- _Task statement_
Output the full listing below exactly, without the pictures.

- _Input data_
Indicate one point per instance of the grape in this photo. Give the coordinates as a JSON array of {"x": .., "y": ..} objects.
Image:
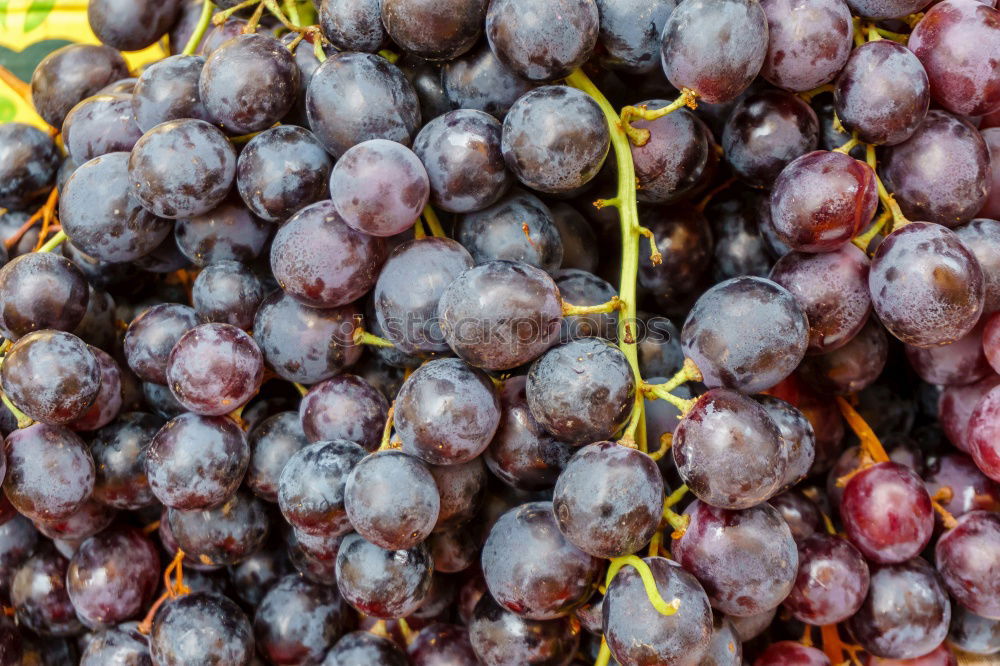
[
  {"x": 344, "y": 407},
  {"x": 321, "y": 261},
  {"x": 746, "y": 560},
  {"x": 99, "y": 125},
  {"x": 519, "y": 228},
  {"x": 227, "y": 292},
  {"x": 379, "y": 187},
  {"x": 500, "y": 637},
  {"x": 821, "y": 200},
  {"x": 714, "y": 48},
  {"x": 729, "y": 451},
  {"x": 51, "y": 376},
  {"x": 41, "y": 290},
  {"x": 112, "y": 577},
  {"x": 303, "y": 344},
  {"x": 354, "y": 97},
  {"x": 103, "y": 218},
  {"x": 582, "y": 391},
  {"x": 673, "y": 161},
  {"x": 882, "y": 93},
  {"x": 906, "y": 613},
  {"x": 808, "y": 42},
  {"x": 282, "y": 170},
  {"x": 765, "y": 132},
  {"x": 434, "y": 30},
  {"x": 639, "y": 634},
  {"x": 29, "y": 161},
  {"x": 940, "y": 174},
  {"x": 152, "y": 335},
  {"x": 462, "y": 155},
  {"x": 447, "y": 412},
  {"x": 72, "y": 73},
  {"x": 746, "y": 333},
  {"x": 850, "y": 368},
  {"x": 960, "y": 81},
  {"x": 351, "y": 25},
  {"x": 224, "y": 535},
  {"x": 168, "y": 90},
  {"x": 554, "y": 157},
  {"x": 608, "y": 501},
  {"x": 383, "y": 583},
  {"x": 500, "y": 314},
  {"x": 926, "y": 286},
  {"x": 119, "y": 450},
  {"x": 182, "y": 168},
  {"x": 297, "y": 620},
  {"x": 887, "y": 514},
  {"x": 201, "y": 628},
  {"x": 228, "y": 232}
]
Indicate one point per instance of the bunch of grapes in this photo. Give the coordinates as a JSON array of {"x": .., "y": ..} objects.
[{"x": 505, "y": 333}]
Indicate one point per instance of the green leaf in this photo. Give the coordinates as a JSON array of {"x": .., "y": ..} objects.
[{"x": 38, "y": 11}]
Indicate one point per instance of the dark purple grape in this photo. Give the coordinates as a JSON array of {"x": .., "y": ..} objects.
[
  {"x": 968, "y": 557},
  {"x": 228, "y": 292},
  {"x": 282, "y": 170},
  {"x": 519, "y": 228},
  {"x": 228, "y": 232},
  {"x": 608, "y": 500},
  {"x": 714, "y": 48},
  {"x": 906, "y": 613},
  {"x": 822, "y": 200},
  {"x": 434, "y": 30},
  {"x": 729, "y": 452},
  {"x": 746, "y": 560},
  {"x": 532, "y": 569},
  {"x": 224, "y": 535},
  {"x": 72, "y": 73},
  {"x": 113, "y": 576},
  {"x": 354, "y": 97},
  {"x": 542, "y": 42},
  {"x": 182, "y": 168},
  {"x": 297, "y": 620},
  {"x": 119, "y": 450},
  {"x": 926, "y": 286},
  {"x": 244, "y": 104},
  {"x": 554, "y": 157},
  {"x": 99, "y": 125},
  {"x": 465, "y": 166},
  {"x": 201, "y": 628},
  {"x": 312, "y": 484},
  {"x": 961, "y": 81},
  {"x": 102, "y": 217},
  {"x": 746, "y": 333},
  {"x": 500, "y": 637},
  {"x": 195, "y": 462},
  {"x": 882, "y": 93},
  {"x": 152, "y": 335},
  {"x": 582, "y": 391},
  {"x": 500, "y": 314},
  {"x": 168, "y": 90},
  {"x": 886, "y": 511},
  {"x": 639, "y": 634},
  {"x": 303, "y": 344},
  {"x": 808, "y": 42},
  {"x": 41, "y": 290},
  {"x": 383, "y": 583},
  {"x": 321, "y": 261},
  {"x": 29, "y": 161},
  {"x": 942, "y": 172},
  {"x": 51, "y": 376}
]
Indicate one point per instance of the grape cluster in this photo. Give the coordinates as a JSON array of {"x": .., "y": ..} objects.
[{"x": 505, "y": 333}]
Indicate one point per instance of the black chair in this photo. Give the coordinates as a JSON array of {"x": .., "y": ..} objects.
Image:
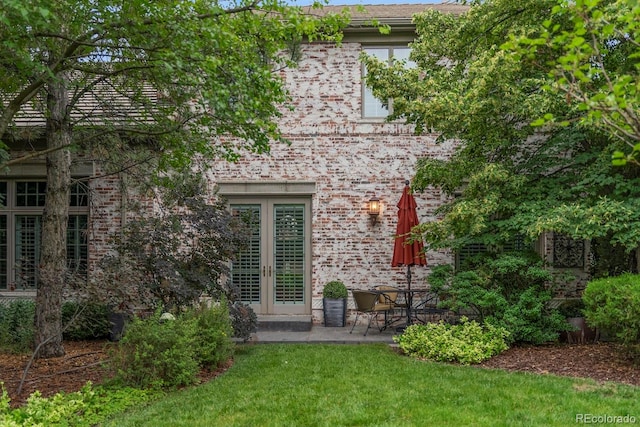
[{"x": 368, "y": 302}]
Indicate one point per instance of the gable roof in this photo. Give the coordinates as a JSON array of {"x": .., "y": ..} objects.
[
  {"x": 397, "y": 16},
  {"x": 397, "y": 11}
]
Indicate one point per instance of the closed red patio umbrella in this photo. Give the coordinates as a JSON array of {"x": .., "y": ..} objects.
[{"x": 407, "y": 249}]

- _Result for this task_
Indicate one point per instance of the grape in this photo. Give the coordinates as a JSON array of {"x": .., "y": ..} objects.
Image:
[
  {"x": 344, "y": 407},
  {"x": 321, "y": 261},
  {"x": 746, "y": 560},
  {"x": 99, "y": 125},
  {"x": 519, "y": 228},
  {"x": 227, "y": 292},
  {"x": 379, "y": 187},
  {"x": 500, "y": 637},
  {"x": 821, "y": 200},
  {"x": 714, "y": 48},
  {"x": 729, "y": 451},
  {"x": 51, "y": 376},
  {"x": 41, "y": 290},
  {"x": 112, "y": 577},
  {"x": 303, "y": 344},
  {"x": 354, "y": 97},
  {"x": 103, "y": 218},
  {"x": 582, "y": 391},
  {"x": 673, "y": 161},
  {"x": 882, "y": 93},
  {"x": 906, "y": 613},
  {"x": 808, "y": 42},
  {"x": 282, "y": 170},
  {"x": 765, "y": 132},
  {"x": 434, "y": 30},
  {"x": 639, "y": 634},
  {"x": 29, "y": 161},
  {"x": 940, "y": 174},
  {"x": 152, "y": 335},
  {"x": 462, "y": 155},
  {"x": 447, "y": 412},
  {"x": 72, "y": 73},
  {"x": 746, "y": 333},
  {"x": 850, "y": 368},
  {"x": 960, "y": 81},
  {"x": 351, "y": 25},
  {"x": 224, "y": 535},
  {"x": 168, "y": 90},
  {"x": 554, "y": 157},
  {"x": 608, "y": 501},
  {"x": 383, "y": 583},
  {"x": 500, "y": 314},
  {"x": 926, "y": 286},
  {"x": 119, "y": 450},
  {"x": 182, "y": 168},
  {"x": 297, "y": 620},
  {"x": 887, "y": 514},
  {"x": 201, "y": 628},
  {"x": 228, "y": 232}
]
Indicate one point per instance of the bunch of grapes in this photo. Give the coordinates as a JSON array of {"x": .., "y": ..} objects.
[{"x": 505, "y": 333}]
Indicate one point per instance of the green leaf in this photo. Give the coordinates as a JSON array of {"x": .., "y": ..} objects.
[{"x": 38, "y": 11}]
Indicate one point per instance of the dark purple grape in this photo. Give the coordinates as a JSON array of {"x": .., "y": ..} objects.
[
  {"x": 968, "y": 557},
  {"x": 228, "y": 292},
  {"x": 282, "y": 170},
  {"x": 519, "y": 228},
  {"x": 228, "y": 232},
  {"x": 608, "y": 500},
  {"x": 714, "y": 48},
  {"x": 906, "y": 613},
  {"x": 822, "y": 200},
  {"x": 434, "y": 30},
  {"x": 729, "y": 452},
  {"x": 746, "y": 560},
  {"x": 532, "y": 569},
  {"x": 224, "y": 535},
  {"x": 72, "y": 73},
  {"x": 113, "y": 576},
  {"x": 354, "y": 97},
  {"x": 542, "y": 42},
  {"x": 182, "y": 168},
  {"x": 297, "y": 620},
  {"x": 119, "y": 450},
  {"x": 926, "y": 286},
  {"x": 244, "y": 104},
  {"x": 554, "y": 157},
  {"x": 99, "y": 125},
  {"x": 465, "y": 166},
  {"x": 201, "y": 628},
  {"x": 312, "y": 484},
  {"x": 961, "y": 81},
  {"x": 102, "y": 217},
  {"x": 746, "y": 333},
  {"x": 500, "y": 637},
  {"x": 195, "y": 462},
  {"x": 882, "y": 93},
  {"x": 152, "y": 335},
  {"x": 582, "y": 391},
  {"x": 500, "y": 314},
  {"x": 168, "y": 90},
  {"x": 886, "y": 511},
  {"x": 639, "y": 634},
  {"x": 303, "y": 344},
  {"x": 808, "y": 42},
  {"x": 41, "y": 290},
  {"x": 383, "y": 583},
  {"x": 321, "y": 261},
  {"x": 29, "y": 161},
  {"x": 942, "y": 172},
  {"x": 51, "y": 376}
]
Indicate one point per instance of the grape cluster in this photo. Give the coordinates as a JSON array of {"x": .., "y": ..} objects.
[{"x": 505, "y": 333}]
Indicate one point per instance of the black chair in this photo. Give the coordinates as a JSON array of {"x": .., "y": ..} objects.
Image:
[{"x": 368, "y": 302}]
Indicate one point per instance of the gable roof in this photo. Give the coordinates as a JSON array of {"x": .., "y": ..} objects.
[
  {"x": 397, "y": 16},
  {"x": 397, "y": 11}
]
Indicate one point per instance of the closed red patio umbrella in this photo. Give the coordinates as a JSON array of {"x": .., "y": ..} objects.
[{"x": 407, "y": 249}]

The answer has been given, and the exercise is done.